Position identification records →
## Start

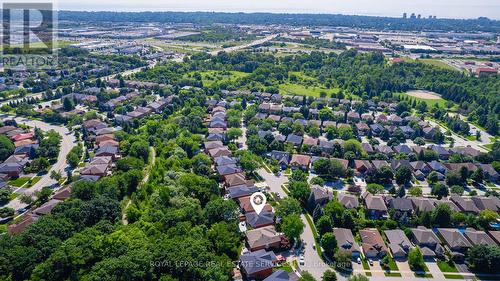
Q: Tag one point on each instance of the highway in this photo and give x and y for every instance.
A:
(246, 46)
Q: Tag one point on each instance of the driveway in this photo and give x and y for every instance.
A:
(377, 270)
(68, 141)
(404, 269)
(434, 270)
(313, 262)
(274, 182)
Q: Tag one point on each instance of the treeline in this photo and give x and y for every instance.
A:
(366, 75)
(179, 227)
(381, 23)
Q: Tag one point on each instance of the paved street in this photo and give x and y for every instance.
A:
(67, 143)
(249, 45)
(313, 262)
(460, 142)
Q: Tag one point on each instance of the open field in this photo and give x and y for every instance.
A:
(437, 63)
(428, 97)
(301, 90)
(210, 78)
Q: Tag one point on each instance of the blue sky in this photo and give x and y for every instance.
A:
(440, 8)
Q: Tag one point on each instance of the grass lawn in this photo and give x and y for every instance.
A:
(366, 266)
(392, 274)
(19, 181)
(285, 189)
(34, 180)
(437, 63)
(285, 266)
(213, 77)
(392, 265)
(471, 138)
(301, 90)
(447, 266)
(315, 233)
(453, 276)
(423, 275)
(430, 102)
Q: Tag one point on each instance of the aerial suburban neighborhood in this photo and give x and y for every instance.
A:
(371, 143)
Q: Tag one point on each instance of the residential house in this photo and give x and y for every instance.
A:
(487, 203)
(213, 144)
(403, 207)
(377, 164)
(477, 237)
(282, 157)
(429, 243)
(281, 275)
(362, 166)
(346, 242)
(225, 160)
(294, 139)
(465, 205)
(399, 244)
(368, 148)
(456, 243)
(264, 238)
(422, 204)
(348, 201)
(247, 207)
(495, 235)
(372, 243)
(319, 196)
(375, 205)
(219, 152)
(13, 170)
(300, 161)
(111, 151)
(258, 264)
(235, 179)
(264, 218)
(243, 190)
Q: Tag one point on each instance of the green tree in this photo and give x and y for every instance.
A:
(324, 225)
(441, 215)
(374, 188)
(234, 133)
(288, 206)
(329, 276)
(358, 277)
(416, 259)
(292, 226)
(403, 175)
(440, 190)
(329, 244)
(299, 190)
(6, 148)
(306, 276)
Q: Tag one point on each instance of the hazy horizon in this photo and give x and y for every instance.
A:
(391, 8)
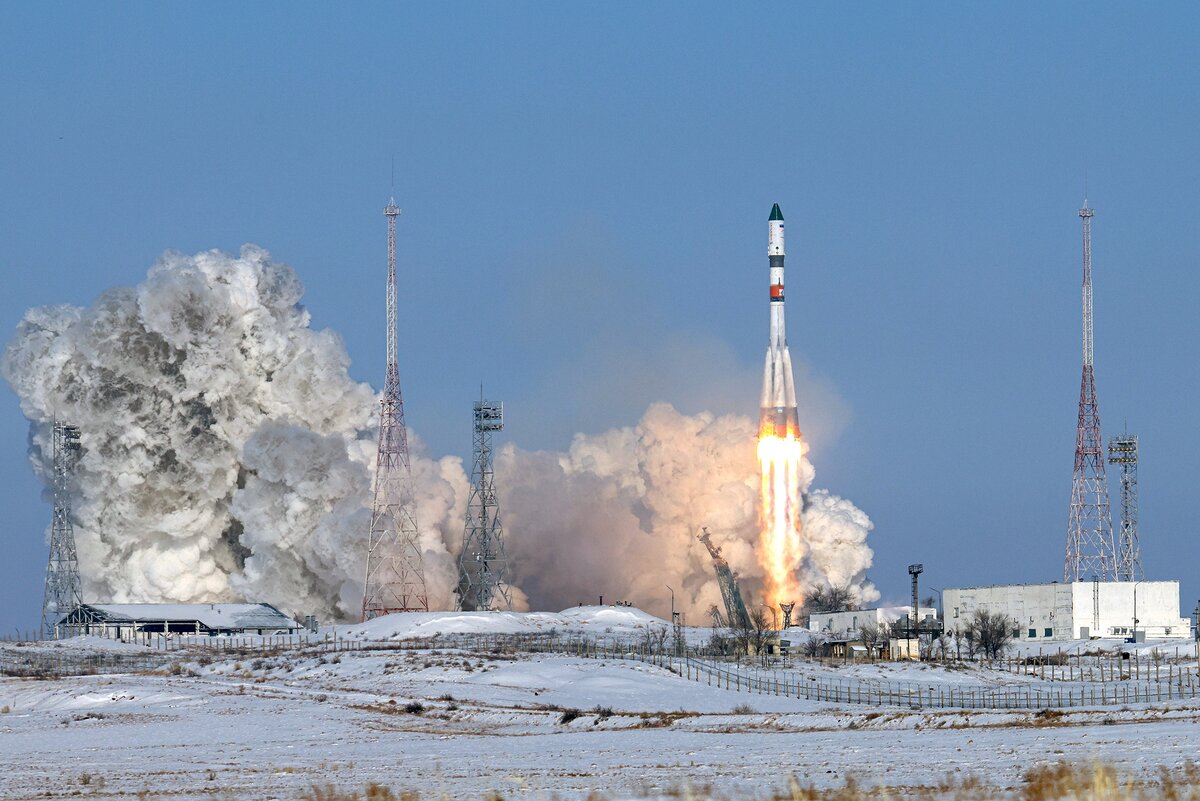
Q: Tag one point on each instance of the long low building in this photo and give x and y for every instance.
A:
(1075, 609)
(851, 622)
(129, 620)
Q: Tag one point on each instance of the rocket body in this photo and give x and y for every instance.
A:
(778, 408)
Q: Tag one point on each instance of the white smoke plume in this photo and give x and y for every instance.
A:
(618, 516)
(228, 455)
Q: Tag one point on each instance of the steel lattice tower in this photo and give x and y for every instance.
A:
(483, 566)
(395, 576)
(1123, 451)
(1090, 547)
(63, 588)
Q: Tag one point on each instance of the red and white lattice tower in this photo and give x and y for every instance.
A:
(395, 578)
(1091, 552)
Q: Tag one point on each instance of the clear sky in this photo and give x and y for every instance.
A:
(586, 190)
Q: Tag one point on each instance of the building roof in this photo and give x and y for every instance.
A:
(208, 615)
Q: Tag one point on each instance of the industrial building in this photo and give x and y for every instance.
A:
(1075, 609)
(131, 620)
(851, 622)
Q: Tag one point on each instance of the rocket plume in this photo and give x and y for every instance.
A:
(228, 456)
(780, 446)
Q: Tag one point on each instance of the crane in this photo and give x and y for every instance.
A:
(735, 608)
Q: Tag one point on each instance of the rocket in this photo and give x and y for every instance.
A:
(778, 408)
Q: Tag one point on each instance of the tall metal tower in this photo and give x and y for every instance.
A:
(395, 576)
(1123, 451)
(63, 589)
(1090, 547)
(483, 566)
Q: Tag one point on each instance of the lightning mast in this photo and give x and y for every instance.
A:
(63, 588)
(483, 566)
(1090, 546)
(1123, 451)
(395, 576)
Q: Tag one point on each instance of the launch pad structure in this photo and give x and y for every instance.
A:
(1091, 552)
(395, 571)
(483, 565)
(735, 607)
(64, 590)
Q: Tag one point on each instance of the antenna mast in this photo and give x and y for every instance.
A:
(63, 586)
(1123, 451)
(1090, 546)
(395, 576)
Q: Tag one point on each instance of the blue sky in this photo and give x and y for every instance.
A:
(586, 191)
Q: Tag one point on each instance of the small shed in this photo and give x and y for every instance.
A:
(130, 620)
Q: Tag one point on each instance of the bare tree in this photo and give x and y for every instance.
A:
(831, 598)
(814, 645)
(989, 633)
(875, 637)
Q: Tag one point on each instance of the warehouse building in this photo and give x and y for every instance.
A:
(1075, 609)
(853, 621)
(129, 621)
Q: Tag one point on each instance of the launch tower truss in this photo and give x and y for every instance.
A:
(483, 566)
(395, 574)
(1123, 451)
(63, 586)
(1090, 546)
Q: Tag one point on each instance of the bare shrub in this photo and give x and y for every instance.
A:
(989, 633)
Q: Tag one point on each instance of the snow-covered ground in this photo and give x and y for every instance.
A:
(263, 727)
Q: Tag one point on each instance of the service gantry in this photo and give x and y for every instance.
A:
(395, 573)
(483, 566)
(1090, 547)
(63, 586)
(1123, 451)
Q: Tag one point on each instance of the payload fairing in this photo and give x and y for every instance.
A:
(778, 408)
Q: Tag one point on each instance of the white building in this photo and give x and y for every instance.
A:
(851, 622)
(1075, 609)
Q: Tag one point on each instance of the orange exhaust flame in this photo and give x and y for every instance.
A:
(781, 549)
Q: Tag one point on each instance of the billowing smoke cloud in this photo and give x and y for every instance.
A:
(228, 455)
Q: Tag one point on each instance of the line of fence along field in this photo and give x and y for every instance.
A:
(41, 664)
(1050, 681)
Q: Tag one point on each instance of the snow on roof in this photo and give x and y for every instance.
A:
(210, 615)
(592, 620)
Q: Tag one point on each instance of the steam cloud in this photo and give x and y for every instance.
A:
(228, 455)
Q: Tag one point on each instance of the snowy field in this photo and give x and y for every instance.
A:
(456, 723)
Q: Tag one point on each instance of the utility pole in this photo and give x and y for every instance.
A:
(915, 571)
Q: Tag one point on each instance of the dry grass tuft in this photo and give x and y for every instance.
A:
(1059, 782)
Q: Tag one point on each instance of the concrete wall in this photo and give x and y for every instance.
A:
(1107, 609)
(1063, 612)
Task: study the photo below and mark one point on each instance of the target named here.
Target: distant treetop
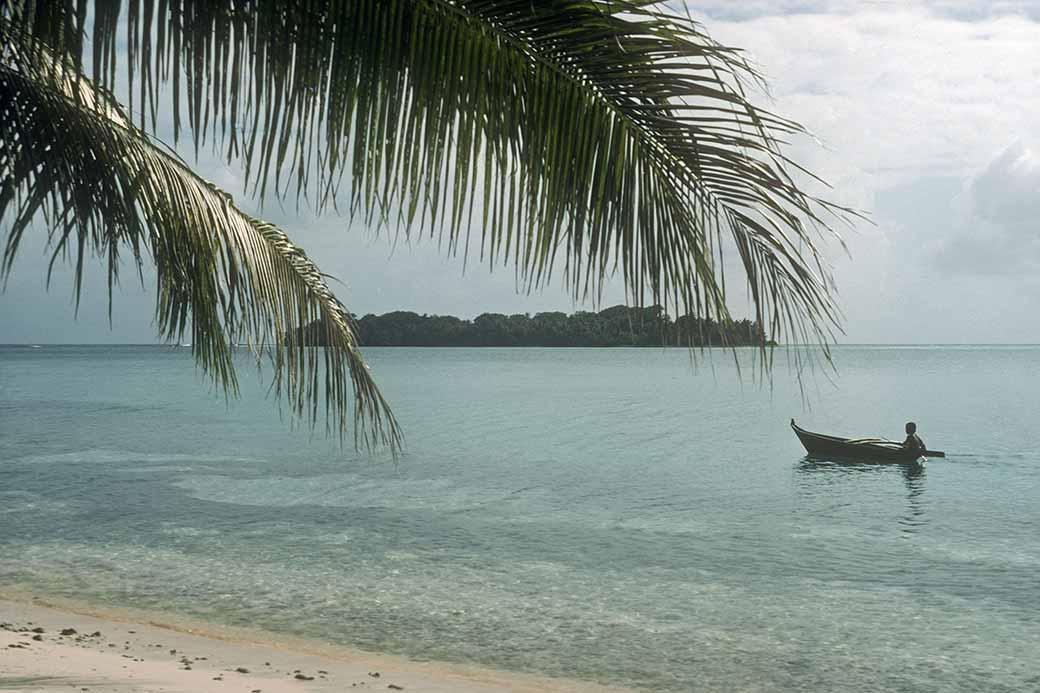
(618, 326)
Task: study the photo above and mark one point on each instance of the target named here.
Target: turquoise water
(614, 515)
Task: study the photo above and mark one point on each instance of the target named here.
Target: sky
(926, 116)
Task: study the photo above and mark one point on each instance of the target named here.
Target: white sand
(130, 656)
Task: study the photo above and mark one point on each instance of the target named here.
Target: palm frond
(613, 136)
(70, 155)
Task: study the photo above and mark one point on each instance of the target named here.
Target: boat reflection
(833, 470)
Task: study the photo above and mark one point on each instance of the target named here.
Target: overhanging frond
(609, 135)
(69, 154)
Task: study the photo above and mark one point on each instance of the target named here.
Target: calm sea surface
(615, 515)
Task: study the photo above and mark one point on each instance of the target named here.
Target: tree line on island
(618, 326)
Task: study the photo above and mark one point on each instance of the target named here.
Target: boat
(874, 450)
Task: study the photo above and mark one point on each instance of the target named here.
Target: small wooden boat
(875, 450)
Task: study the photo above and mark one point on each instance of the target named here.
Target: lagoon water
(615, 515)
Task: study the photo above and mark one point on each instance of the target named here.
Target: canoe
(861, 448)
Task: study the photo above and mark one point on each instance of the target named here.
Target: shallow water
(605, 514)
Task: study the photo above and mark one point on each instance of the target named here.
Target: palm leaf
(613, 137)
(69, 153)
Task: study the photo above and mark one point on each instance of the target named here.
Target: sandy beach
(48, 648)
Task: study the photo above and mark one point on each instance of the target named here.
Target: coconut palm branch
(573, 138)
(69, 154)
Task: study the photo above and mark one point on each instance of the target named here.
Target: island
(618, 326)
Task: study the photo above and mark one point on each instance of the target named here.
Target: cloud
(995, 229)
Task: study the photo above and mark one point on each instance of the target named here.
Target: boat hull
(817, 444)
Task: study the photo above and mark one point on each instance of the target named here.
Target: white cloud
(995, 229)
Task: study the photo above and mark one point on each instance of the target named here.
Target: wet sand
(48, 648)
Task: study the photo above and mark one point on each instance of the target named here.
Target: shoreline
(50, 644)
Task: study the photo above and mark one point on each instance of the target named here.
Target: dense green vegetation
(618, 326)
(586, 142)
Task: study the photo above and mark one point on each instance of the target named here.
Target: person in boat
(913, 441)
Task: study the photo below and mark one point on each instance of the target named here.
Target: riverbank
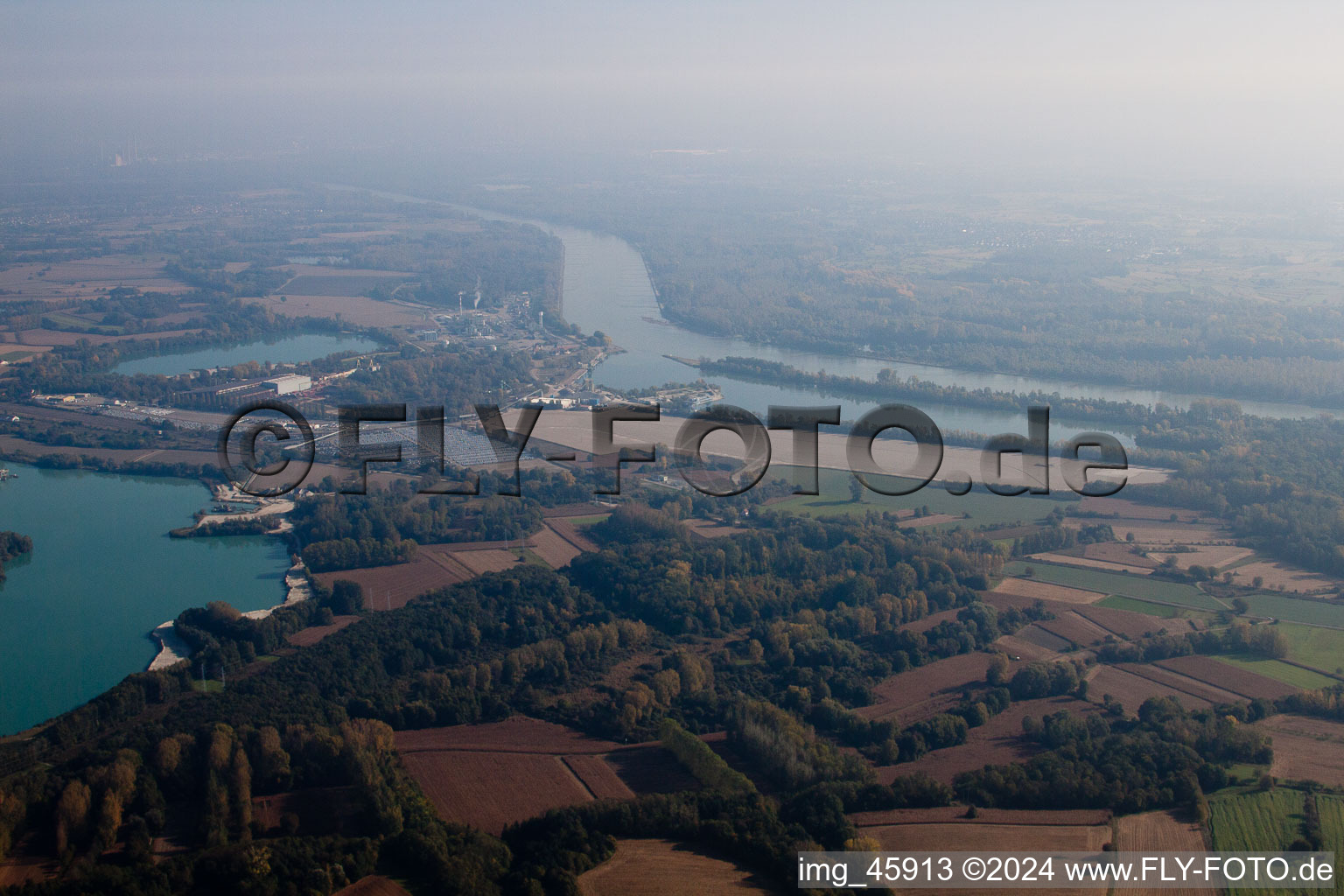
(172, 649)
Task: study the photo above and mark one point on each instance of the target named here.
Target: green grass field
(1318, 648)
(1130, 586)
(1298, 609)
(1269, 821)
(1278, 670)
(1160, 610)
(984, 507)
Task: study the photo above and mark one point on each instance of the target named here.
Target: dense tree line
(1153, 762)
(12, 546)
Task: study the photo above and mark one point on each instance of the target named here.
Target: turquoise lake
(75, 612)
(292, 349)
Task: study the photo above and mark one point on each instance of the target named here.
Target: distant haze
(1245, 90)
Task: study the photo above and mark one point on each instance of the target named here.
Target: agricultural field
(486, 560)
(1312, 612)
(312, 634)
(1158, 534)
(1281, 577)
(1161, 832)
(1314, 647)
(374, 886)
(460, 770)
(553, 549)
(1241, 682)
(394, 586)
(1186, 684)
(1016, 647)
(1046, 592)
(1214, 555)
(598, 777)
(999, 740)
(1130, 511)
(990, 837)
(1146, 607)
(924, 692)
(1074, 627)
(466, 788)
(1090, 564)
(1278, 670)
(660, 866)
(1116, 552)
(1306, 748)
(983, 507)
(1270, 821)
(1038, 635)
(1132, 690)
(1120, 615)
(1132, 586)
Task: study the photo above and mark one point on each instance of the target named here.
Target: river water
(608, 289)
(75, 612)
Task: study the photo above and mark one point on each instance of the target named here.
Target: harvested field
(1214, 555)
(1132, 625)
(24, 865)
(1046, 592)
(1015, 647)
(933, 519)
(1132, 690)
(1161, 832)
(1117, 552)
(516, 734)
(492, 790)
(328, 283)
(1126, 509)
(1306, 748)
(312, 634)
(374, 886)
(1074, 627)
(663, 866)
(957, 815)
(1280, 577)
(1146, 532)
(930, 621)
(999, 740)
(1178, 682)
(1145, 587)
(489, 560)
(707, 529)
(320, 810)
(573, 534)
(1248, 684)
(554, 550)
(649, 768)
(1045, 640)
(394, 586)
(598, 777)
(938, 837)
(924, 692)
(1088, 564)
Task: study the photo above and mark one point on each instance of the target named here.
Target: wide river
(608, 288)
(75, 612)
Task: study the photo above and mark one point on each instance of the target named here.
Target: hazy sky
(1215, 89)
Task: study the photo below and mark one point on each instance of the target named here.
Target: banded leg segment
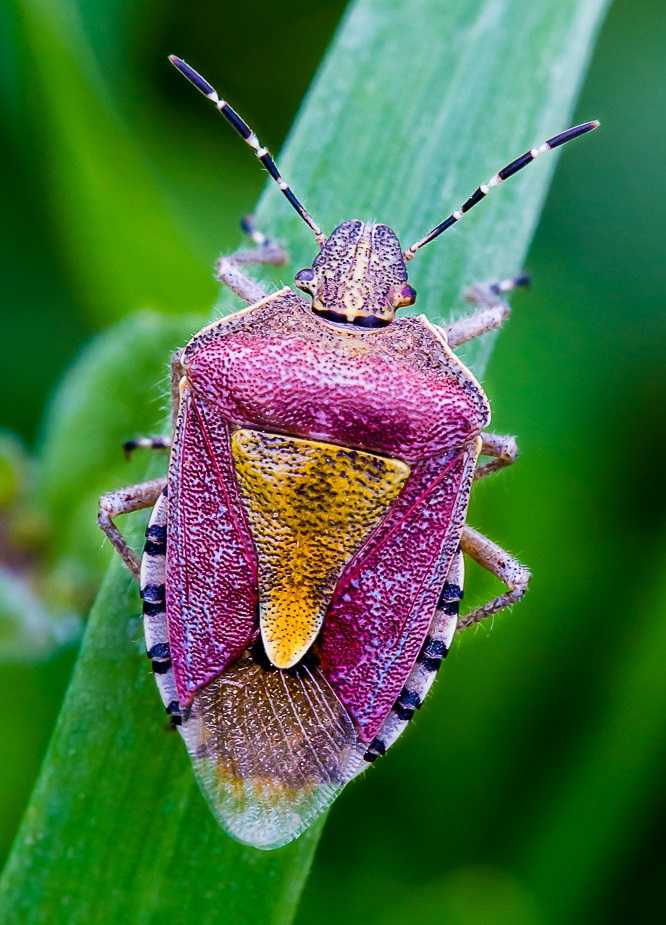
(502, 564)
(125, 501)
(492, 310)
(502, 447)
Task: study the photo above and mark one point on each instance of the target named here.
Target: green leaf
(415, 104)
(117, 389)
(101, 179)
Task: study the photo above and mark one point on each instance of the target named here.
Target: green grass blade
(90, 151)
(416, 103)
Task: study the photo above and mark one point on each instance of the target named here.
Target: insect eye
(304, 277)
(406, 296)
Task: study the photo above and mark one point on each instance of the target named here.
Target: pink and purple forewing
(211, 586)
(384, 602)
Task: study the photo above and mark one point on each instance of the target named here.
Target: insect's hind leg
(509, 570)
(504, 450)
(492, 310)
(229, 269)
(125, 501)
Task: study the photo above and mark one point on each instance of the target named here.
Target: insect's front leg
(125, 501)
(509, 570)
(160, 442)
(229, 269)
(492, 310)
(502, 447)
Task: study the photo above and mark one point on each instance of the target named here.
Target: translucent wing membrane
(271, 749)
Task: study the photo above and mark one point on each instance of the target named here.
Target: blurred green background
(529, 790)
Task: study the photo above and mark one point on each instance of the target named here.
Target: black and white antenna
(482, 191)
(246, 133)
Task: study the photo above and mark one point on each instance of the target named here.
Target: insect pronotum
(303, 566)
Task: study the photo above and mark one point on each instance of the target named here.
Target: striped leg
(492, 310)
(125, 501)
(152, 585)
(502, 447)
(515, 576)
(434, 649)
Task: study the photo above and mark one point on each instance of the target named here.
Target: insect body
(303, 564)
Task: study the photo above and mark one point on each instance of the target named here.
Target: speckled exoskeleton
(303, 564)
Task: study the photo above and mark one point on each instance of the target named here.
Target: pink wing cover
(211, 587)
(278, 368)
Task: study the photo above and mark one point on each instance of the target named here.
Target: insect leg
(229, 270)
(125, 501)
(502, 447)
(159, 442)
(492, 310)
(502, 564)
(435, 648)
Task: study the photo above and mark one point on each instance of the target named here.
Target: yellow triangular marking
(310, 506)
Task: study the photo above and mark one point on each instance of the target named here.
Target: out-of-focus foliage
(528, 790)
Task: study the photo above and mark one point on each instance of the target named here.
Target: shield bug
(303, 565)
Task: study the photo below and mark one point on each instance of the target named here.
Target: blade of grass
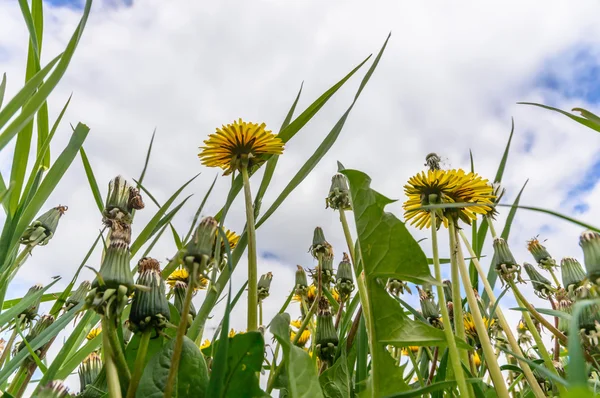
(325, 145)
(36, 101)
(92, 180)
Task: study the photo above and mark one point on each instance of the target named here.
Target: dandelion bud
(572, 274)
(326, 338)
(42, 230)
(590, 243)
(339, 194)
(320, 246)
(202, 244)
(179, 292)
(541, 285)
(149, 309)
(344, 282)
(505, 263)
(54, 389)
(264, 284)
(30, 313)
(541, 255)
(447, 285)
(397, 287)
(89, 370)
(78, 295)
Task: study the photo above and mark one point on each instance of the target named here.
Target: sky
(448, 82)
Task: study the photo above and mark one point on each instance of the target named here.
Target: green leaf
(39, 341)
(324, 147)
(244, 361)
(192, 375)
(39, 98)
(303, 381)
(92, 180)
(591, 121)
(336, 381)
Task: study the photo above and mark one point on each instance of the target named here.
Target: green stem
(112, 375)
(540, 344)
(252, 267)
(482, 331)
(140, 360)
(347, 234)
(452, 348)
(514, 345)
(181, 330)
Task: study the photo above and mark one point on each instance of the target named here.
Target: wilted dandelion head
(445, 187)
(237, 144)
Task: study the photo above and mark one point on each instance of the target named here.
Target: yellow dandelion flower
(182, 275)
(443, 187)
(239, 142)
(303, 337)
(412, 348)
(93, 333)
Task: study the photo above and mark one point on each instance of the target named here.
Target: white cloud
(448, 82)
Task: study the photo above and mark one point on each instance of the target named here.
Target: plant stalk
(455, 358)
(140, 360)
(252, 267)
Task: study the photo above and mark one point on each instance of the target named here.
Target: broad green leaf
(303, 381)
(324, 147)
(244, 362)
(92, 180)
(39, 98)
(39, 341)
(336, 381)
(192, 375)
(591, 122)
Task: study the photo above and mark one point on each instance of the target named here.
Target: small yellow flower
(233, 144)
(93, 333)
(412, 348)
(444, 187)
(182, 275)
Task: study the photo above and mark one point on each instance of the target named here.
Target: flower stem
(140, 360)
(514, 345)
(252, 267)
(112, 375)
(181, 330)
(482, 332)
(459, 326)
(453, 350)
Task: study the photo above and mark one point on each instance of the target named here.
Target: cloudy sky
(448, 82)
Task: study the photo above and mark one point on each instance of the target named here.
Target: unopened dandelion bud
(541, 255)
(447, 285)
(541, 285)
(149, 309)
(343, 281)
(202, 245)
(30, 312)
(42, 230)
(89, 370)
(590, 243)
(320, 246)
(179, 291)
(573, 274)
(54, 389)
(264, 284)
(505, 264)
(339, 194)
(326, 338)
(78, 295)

## End

Aim of the task → Count the lines in the material above that contain the string "plume", treating case as significant. Reply with the number only.

Exercise result → 2